--- START Source material ---

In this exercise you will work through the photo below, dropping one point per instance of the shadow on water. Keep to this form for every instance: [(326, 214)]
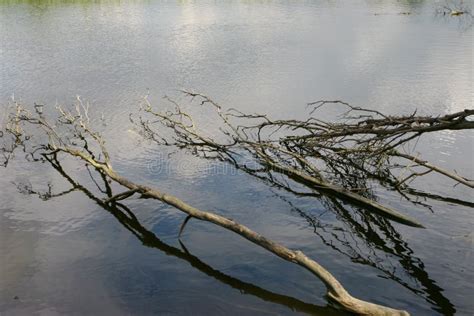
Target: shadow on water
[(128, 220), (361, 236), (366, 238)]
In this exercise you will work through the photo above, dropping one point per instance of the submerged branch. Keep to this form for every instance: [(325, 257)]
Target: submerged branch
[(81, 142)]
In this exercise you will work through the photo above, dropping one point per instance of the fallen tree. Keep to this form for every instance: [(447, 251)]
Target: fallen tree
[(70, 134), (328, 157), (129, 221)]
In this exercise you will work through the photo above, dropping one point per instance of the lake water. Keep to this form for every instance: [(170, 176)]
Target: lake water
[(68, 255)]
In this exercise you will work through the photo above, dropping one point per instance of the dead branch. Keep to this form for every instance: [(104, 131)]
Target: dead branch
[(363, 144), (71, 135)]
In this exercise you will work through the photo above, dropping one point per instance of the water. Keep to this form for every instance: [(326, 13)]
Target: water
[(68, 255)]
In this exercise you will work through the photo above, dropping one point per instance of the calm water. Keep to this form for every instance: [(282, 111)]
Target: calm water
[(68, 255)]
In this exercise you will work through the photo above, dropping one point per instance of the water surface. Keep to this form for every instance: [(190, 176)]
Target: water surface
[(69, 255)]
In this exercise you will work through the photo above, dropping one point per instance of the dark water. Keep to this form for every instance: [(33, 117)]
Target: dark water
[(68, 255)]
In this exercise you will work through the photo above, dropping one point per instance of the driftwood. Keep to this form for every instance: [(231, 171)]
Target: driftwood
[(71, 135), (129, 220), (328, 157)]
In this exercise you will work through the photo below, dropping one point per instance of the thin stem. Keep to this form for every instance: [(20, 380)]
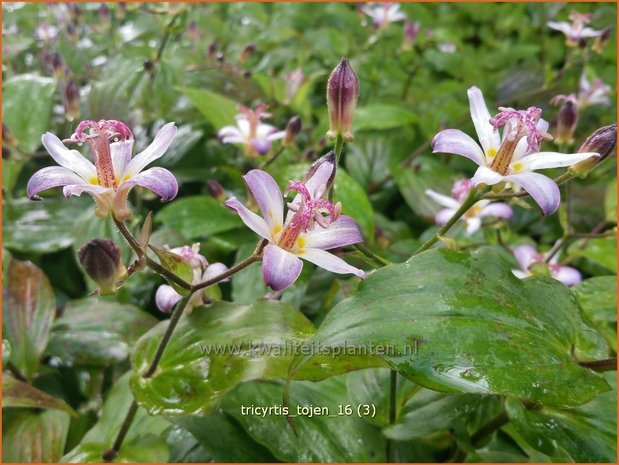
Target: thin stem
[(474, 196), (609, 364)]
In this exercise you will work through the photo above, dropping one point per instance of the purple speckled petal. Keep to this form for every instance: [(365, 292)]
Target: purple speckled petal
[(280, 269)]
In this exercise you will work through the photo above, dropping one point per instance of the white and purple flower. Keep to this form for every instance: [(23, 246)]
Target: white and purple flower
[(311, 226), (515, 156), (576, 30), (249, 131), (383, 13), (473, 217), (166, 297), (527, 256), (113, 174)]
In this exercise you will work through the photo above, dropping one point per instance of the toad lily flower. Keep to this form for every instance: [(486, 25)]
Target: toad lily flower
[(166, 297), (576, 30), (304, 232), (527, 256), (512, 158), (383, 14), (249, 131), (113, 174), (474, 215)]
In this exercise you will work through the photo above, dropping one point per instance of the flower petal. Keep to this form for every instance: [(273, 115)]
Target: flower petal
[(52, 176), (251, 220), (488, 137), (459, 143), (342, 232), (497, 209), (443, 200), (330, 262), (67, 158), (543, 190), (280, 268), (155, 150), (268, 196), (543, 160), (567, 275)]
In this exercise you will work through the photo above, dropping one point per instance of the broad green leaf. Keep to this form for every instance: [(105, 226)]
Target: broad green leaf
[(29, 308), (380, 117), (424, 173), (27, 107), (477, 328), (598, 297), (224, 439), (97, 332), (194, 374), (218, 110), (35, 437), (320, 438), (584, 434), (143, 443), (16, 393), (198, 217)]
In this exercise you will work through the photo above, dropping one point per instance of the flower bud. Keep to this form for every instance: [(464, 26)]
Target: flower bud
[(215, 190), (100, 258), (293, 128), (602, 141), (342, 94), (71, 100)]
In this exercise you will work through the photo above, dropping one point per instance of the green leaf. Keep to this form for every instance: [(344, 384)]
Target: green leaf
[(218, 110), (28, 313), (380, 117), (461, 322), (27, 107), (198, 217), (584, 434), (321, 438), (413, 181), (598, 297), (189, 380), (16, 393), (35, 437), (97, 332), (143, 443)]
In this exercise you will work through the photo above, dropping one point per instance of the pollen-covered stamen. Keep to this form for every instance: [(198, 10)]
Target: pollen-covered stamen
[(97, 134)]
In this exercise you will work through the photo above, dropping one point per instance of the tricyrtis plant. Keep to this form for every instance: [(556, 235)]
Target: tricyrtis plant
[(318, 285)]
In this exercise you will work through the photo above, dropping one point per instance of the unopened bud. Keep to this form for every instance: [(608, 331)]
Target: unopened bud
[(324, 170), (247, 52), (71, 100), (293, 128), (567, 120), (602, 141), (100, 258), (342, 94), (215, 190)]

--- END Source material ---
--- START Source material ---

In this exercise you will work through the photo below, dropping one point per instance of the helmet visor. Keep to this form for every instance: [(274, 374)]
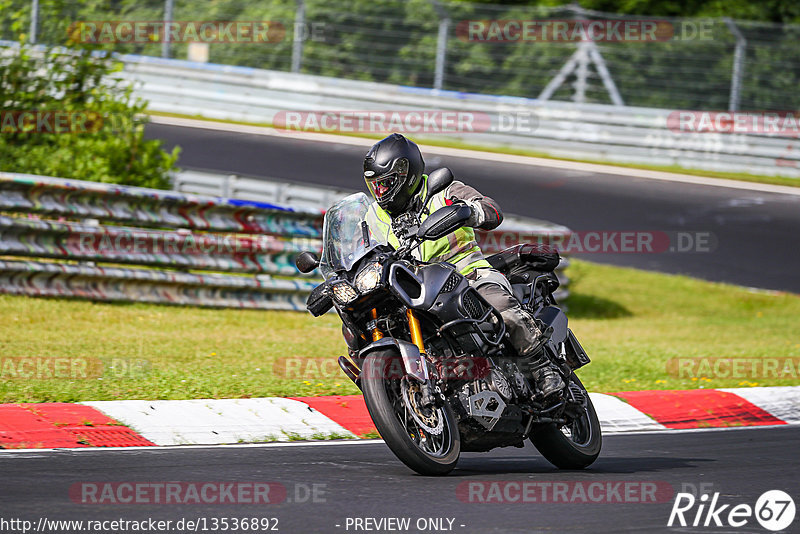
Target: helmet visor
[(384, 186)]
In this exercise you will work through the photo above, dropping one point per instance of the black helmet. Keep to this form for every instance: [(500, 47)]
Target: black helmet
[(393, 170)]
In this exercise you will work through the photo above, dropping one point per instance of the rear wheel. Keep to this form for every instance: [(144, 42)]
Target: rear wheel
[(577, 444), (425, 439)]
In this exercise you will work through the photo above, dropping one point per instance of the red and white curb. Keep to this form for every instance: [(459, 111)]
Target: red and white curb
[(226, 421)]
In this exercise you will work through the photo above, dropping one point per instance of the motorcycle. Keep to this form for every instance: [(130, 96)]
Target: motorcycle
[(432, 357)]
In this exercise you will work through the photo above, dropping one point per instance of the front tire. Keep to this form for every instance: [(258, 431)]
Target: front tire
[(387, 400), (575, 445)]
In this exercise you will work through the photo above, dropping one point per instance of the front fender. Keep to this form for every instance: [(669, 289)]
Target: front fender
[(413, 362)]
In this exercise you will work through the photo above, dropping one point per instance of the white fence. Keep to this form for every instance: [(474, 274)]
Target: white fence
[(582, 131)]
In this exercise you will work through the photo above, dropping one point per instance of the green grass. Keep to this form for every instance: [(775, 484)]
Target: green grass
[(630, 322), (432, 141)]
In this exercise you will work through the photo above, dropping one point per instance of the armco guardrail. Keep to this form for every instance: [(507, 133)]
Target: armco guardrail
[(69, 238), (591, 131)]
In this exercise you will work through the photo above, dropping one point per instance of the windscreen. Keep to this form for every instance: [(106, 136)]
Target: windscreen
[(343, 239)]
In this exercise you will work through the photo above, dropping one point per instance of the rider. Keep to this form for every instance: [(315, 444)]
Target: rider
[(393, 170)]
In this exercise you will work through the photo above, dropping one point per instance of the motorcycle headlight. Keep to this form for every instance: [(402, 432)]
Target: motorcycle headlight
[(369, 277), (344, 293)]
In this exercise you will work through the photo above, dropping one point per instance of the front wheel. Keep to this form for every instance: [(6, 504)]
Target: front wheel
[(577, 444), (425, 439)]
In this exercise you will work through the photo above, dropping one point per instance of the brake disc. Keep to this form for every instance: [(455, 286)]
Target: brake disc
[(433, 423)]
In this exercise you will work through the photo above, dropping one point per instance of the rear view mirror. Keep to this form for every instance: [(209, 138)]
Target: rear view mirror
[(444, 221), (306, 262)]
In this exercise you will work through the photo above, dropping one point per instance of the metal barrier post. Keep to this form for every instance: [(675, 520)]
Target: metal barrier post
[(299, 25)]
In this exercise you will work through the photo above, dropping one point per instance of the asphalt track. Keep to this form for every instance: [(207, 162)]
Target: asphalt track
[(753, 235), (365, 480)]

--- END Source material ---
--- START Source material ---

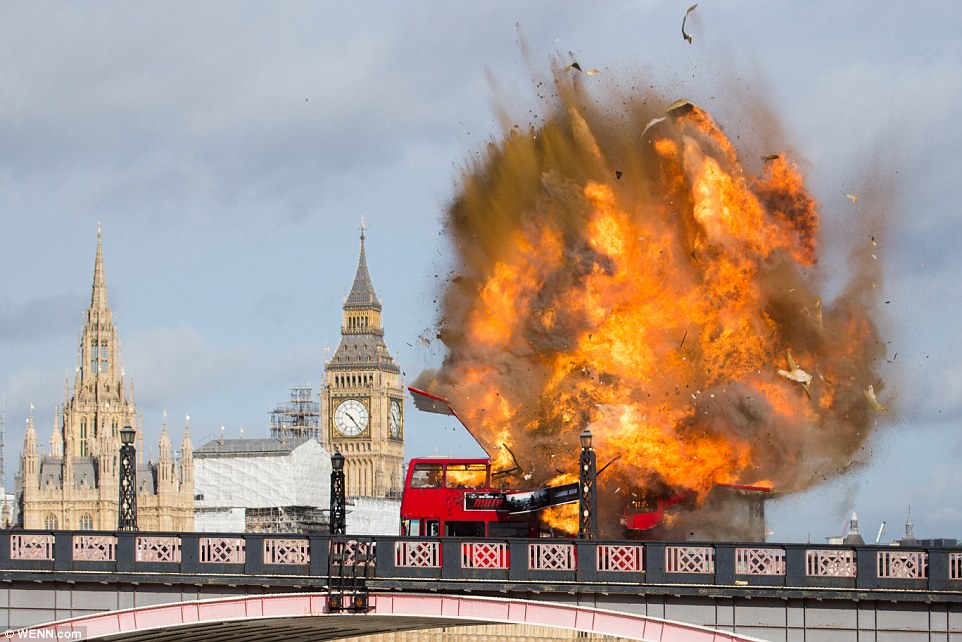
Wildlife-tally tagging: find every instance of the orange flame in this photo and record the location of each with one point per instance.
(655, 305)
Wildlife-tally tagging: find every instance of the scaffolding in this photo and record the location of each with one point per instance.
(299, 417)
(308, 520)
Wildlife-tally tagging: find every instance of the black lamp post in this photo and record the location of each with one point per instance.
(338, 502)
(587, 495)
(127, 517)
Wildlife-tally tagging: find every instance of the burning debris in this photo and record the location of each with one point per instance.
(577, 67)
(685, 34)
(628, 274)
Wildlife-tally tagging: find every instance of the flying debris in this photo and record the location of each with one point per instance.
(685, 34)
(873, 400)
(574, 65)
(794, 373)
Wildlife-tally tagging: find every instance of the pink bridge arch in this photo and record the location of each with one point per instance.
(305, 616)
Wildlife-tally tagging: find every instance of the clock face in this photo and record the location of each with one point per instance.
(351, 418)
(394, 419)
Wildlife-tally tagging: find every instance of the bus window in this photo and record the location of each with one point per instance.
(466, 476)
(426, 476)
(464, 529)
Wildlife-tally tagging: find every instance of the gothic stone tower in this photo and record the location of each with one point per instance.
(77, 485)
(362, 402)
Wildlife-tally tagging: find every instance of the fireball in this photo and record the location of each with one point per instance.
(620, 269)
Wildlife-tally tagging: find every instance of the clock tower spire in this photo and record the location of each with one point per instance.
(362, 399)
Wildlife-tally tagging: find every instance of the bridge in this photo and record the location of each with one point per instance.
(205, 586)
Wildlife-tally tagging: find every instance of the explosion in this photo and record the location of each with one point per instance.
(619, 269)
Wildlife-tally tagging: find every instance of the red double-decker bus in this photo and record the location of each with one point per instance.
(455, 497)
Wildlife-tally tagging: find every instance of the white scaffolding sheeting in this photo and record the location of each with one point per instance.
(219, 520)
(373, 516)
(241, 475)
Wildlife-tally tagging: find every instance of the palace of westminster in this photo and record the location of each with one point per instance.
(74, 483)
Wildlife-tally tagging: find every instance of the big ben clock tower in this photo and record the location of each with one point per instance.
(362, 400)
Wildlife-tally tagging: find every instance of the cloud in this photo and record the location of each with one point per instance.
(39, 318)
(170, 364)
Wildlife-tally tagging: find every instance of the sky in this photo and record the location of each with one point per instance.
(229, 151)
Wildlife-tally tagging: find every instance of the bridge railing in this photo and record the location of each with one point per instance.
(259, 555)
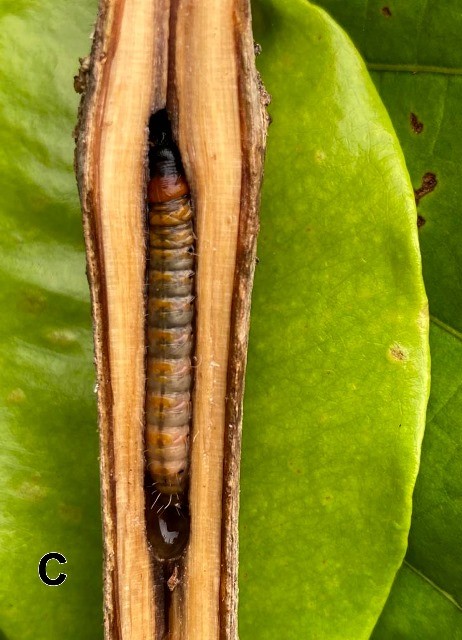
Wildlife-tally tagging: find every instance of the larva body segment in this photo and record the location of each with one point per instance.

--- END Source material ---

Turn the records from the line containing "instance: [(326, 214)]" down to the line containing "[(474, 196), (609, 364)]", both included, into a JSON list of strings, one string per line, with blank lines skipped. Leave the pictures out.

[
  "In this exercise you will work through the photo below, dropping one point per instance of the shadow on water. Keep to this form for every instance: [(326, 214)]",
  "Target: shadow on water",
  "[(128, 220), (361, 236), (366, 238)]",
  "In this exercise you will work through the photo above, dropping one point per instance of the submerged branch. Keep to this form for every instance: [(325, 257)]",
  "Target: submerged branch",
  "[(81, 142)]",
  "In this exercise you will work through the photo above, dropping one point per instance of the fallen tree. Keep to this form for every instance: [(447, 251)]",
  "Target: fallen tree",
  "[(70, 134), (328, 157), (129, 221)]",
  "In this exercise you will work through the photo above, dropping one point per instance of the lake water. Keep to this form for every instance: [(170, 176)]",
  "Target: lake water",
  "[(68, 255)]",
  "In this exercise you will work through the photo above, dropping one point per instance of the dead branch. Keep to this form for every instance: [(104, 131)]",
  "Target: dead branch",
  "[(363, 144), (71, 135)]",
  "In this exercise you will work through the photo above, dropping one point per instance of the water. Keep to this form for every instance: [(326, 13)]",
  "Target: water",
  "[(68, 255)]",
  "In this exercise you will work through the photo above, dropping one point per instance of the calm water. Keep to this form for every instance: [(282, 111)]",
  "Target: calm water",
  "[(68, 255)]",
  "In this exercise you will work through the photo above, dropping one point per instance of the water surface. Keep to this form for every instance: [(190, 176)]",
  "Target: water surface",
  "[(69, 255)]",
  "In this exercise you will work through the photo above, dropping one point per instance of the dark water. Keep to this form for every instance: [(33, 117)]",
  "Target: dark water",
  "[(68, 255)]",
  "In this exercise you will work through the photo above, dropping one point per instance of the driftwood. Keep to this form for every instance: [(231, 171)]",
  "Target: driftwood",
  "[(71, 135), (129, 220), (328, 157)]",
  "In this exercise you will work through the photo below, dropping one point per instance of the thin stem. Keep to this form for every instance: [(20, 380)]",
  "Target: thin stem",
  "[(474, 196), (609, 364)]"
]